**Task:** How much downforce does the car produce at 200km/h, according to the Ferrari review text below?
BEGIN Extracted text
The high-speed stuff is helped along by genuine downforce
(104kg across the car at 200km/h) from the active aerodynamics, the low speed
is helped by the massive amounts of air being fed into its intercoolers and by
the time it doesn’t spend changing gears.
It’s impressive in other areas, too. The dashboard looks
similar, but it’s all new, with greater focus on the driver. The satellite
navigation unit is still awkwardly clunky (at least it was in Italy) and easily
disoriented, but the glovebox is bigger than a lot of sedans and the
front-mounted boot is fortnight-holiday large now. Plus there are three storage
bins in the centre console that are useful for keys, water bottles, phones and
the like.
But it’s not perfect. The visuals have lost the remarkable,
precise cleanliness of the 458 and there are one or two angles where the chunk
carved out for the engine’s air inlet looks out of proportion. But turbo
engines need more cooling, plus the car now has genuine downforce, so there are
prices people should be prepared to pay, and that’s one of them.
The other is the noise. Ferrari argued hard that they’d spend
a lot of time on perfecting the engine note to make the turbo motor sound like
a real Ferrari.
END Extracted text
BEGIN Data block
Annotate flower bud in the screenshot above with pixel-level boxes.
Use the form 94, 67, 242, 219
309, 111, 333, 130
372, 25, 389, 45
END Data block
**Result for this exercise:** 104kg across the car.